### Exercise
Put every line from the start of the rows below up to and including the line with "[0,315,669,446]" into a Markdown table with the columns Number and Line, leaving out blank lines. Number the lines in order, starting at 1.

◆ ◆ ◆ ◆ ◆ ◆ ◆

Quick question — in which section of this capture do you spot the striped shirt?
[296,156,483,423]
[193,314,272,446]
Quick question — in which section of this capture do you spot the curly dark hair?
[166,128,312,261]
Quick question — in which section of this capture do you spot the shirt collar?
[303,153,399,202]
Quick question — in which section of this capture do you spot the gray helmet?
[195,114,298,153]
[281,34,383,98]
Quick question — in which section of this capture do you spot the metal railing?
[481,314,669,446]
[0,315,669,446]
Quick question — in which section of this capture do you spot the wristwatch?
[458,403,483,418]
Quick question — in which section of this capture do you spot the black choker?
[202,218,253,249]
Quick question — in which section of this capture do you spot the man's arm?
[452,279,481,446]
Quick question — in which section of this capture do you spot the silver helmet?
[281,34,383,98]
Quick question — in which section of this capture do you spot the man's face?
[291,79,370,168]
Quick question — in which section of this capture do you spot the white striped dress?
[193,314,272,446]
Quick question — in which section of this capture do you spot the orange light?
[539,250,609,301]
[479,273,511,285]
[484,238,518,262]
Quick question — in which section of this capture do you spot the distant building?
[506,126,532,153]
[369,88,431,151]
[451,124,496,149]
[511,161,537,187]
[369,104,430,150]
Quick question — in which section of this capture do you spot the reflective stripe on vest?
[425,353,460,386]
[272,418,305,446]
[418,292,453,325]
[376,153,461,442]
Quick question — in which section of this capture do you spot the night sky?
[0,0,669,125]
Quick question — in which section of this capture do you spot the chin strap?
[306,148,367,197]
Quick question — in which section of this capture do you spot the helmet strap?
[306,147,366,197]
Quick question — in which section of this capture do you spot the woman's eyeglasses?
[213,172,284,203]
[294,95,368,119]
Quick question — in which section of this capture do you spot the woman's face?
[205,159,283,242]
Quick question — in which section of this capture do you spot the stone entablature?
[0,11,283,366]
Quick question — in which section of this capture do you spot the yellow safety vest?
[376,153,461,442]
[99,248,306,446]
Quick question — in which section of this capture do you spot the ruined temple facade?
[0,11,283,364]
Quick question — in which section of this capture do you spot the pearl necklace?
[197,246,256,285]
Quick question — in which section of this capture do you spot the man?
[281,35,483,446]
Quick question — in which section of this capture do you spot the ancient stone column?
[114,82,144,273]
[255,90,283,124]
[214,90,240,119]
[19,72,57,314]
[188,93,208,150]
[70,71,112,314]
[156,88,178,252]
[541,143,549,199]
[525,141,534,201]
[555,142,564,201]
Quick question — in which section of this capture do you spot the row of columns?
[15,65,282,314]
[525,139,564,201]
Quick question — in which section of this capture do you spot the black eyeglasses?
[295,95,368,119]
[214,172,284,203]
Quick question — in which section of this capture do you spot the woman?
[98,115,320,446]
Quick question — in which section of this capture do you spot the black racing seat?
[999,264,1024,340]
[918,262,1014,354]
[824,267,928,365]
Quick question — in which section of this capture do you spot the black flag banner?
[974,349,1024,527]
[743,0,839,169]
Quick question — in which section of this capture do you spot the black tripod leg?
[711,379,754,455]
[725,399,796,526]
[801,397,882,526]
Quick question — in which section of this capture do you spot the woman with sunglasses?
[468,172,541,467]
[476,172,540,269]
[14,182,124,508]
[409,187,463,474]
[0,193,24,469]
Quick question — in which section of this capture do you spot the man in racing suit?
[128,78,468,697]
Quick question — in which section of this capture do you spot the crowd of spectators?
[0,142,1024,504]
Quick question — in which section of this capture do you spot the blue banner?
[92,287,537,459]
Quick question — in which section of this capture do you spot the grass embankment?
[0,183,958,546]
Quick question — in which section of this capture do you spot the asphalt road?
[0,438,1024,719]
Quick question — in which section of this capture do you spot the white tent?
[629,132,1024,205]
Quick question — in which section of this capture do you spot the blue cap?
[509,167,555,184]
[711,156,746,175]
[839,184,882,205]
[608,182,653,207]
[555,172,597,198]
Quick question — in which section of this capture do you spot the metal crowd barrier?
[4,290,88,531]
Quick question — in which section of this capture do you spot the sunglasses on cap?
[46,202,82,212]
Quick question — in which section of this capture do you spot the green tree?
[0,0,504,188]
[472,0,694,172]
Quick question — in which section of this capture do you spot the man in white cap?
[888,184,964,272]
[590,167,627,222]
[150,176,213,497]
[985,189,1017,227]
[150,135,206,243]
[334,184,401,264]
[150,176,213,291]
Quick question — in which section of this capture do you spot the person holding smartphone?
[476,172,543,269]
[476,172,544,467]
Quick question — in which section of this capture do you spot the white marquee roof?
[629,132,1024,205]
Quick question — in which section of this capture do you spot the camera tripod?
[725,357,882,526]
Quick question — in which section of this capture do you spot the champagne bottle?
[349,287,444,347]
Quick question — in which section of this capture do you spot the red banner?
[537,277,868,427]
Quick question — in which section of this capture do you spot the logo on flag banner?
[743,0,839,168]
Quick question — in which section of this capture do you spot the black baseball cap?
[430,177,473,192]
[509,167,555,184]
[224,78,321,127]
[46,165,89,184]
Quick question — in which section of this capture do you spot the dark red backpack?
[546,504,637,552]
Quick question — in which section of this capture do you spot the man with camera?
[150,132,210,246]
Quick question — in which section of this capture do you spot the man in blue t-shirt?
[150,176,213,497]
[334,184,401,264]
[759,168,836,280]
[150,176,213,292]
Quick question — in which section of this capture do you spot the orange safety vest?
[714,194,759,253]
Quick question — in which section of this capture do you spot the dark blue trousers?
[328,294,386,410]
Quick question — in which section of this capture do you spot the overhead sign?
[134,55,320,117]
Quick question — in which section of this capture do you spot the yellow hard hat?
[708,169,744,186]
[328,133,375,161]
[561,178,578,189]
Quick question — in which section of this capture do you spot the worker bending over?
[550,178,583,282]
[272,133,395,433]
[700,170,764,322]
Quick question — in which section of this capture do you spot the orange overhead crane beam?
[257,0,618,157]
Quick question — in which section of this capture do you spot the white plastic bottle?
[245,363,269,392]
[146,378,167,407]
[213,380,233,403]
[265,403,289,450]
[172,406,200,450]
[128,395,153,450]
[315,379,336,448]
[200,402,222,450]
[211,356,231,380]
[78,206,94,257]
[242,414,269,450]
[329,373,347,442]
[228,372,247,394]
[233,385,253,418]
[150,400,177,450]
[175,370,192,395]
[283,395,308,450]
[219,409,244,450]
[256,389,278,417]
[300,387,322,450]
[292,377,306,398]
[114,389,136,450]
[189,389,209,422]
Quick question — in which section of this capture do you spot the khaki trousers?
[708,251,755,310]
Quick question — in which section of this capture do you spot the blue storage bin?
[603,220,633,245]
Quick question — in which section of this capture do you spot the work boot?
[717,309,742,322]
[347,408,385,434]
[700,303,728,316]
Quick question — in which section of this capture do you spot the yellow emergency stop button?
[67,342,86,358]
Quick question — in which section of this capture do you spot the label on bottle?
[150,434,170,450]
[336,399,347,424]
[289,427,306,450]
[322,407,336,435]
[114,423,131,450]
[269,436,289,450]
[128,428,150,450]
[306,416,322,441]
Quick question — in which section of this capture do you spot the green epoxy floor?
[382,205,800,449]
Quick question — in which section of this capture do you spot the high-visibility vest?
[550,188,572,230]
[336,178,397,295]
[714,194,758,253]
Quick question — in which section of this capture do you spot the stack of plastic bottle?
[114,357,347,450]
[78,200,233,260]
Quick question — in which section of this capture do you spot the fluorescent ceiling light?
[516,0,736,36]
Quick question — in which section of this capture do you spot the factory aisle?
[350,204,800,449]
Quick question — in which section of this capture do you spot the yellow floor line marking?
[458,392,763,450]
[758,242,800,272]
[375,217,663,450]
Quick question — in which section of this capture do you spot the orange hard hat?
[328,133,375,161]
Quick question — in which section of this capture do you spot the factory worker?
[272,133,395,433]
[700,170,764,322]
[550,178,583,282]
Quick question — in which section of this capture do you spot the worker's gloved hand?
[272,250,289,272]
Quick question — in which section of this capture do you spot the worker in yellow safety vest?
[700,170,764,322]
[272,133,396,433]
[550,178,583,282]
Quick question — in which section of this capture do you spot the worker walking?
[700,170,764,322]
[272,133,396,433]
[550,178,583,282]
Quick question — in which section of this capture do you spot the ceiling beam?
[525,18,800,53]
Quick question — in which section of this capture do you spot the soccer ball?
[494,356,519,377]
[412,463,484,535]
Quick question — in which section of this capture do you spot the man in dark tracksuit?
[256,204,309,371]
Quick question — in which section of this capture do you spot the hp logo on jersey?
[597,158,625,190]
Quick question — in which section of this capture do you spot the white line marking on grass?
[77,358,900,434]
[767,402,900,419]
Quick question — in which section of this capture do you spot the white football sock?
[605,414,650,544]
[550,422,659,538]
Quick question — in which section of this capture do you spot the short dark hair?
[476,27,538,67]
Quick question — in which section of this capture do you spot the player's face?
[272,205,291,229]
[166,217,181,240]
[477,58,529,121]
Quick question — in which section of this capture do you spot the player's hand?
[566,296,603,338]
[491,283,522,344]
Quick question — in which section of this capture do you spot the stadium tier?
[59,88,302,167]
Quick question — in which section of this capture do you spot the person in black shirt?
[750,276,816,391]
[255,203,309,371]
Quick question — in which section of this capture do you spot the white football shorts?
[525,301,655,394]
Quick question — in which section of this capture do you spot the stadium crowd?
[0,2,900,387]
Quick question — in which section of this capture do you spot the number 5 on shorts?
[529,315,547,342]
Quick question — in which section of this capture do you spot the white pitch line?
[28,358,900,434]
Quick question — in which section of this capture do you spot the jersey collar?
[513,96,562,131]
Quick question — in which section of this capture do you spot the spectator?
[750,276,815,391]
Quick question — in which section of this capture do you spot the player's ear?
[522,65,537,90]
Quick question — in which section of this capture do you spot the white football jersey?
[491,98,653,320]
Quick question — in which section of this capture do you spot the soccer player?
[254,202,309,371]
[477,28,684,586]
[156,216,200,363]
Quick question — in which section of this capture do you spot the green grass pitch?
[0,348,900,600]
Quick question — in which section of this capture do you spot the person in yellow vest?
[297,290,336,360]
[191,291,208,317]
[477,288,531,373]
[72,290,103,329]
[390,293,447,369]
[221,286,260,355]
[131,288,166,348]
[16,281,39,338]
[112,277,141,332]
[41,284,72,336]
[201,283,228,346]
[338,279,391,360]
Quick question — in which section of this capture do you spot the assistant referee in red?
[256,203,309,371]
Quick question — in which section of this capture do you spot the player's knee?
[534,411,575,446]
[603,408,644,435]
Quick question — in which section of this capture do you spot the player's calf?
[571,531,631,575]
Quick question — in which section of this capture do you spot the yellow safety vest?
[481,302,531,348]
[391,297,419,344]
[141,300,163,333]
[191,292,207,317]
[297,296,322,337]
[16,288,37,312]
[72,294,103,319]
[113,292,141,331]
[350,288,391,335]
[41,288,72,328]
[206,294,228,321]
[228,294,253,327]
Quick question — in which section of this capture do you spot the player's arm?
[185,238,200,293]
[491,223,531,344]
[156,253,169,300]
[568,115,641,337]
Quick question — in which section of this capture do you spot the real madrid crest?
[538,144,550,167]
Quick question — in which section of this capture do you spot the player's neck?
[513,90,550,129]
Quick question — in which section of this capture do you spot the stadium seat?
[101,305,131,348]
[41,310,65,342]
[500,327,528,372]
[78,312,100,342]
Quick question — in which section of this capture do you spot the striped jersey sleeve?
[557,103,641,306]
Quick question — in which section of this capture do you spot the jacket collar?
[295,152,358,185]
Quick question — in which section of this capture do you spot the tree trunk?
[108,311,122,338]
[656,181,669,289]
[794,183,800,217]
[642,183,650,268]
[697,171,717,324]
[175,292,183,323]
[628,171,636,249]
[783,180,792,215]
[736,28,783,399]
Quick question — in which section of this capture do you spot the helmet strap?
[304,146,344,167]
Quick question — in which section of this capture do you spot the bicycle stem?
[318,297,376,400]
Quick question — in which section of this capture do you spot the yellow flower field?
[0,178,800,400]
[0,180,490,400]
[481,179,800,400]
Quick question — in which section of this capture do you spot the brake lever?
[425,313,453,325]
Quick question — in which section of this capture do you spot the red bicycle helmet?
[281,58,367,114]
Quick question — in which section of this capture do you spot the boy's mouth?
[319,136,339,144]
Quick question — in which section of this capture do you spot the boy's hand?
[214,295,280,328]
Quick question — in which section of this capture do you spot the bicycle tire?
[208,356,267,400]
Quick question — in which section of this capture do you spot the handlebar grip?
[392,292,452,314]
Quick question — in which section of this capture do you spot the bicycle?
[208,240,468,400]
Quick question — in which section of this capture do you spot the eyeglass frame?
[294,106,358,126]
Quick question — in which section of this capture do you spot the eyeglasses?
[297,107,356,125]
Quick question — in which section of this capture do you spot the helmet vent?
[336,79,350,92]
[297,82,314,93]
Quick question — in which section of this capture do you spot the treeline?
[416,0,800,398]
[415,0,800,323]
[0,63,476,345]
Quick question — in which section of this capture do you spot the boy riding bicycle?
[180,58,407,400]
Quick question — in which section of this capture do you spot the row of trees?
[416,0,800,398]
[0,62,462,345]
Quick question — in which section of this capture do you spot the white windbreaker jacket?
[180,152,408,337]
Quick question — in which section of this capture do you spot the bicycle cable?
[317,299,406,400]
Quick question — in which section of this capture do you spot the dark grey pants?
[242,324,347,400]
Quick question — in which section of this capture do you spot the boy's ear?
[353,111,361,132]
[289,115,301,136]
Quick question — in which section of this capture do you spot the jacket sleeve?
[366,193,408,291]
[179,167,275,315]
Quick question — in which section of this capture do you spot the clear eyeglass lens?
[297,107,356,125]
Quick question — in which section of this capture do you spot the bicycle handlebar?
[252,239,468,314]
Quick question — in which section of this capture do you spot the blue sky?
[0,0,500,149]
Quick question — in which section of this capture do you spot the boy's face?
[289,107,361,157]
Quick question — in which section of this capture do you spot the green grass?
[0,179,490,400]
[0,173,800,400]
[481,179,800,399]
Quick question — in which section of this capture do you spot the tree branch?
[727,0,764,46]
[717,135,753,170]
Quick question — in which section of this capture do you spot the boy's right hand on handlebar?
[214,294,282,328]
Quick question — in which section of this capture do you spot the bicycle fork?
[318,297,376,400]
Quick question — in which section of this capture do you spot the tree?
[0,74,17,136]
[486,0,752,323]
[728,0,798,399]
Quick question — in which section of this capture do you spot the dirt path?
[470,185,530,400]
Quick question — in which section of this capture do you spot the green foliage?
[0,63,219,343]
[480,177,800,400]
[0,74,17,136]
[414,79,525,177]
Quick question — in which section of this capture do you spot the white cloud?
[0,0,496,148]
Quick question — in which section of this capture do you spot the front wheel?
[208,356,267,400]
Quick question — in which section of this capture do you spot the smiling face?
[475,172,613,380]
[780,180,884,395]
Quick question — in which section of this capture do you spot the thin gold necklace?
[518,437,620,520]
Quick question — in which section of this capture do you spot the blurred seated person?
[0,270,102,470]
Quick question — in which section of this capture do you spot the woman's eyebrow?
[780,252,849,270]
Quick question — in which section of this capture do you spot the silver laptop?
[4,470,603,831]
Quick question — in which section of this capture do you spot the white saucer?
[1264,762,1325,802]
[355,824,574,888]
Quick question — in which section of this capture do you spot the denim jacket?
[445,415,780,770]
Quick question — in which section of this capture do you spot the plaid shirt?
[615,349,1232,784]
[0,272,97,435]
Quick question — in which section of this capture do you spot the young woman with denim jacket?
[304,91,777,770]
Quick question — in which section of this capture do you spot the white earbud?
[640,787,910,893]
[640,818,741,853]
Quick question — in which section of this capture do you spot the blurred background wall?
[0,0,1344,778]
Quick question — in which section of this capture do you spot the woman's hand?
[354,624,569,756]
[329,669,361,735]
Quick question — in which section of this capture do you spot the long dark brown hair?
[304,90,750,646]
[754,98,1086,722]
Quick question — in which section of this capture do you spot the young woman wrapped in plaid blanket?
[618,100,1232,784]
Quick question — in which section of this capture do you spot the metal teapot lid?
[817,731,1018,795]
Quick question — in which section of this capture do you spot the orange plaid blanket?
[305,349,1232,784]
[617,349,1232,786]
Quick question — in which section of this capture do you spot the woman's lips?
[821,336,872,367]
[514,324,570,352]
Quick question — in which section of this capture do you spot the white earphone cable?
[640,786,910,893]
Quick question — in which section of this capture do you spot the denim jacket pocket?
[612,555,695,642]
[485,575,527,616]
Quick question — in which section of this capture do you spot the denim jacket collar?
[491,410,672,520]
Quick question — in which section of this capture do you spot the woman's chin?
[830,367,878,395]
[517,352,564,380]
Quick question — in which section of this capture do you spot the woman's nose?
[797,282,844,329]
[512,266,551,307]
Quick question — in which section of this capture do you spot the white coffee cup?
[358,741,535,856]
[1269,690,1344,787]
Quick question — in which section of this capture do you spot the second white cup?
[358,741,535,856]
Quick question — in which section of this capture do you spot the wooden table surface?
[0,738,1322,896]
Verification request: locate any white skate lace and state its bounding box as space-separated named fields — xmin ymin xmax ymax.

◆ ◆ ◆ ◆ ◆ ◆ ◆

### Exercise output
| Number | Line |
|---|---|
| 1 | Quick question — in which section of this capture do you spot the striped shirt? |
| 2 | [296,156,483,423] |
| 3 | [193,314,272,446] |
| 4 | Quick question — in which section of this capture do you spot the curly dark hair? |
| 5 | [166,128,312,261] |
| 6 | Quick question — in which section of this capture do you spot the shirt collar? |
| 7 | [303,153,399,202] |
| 8 | Quick question — in which section of this capture do you spot the gray helmet? |
| 9 | [195,114,298,153] |
| 10 | [281,34,383,98] |
| 11 | Quick question — in which section of this capture do you spot the metal railing? |
| 12 | [481,314,669,446] |
| 13 | [0,315,669,446] |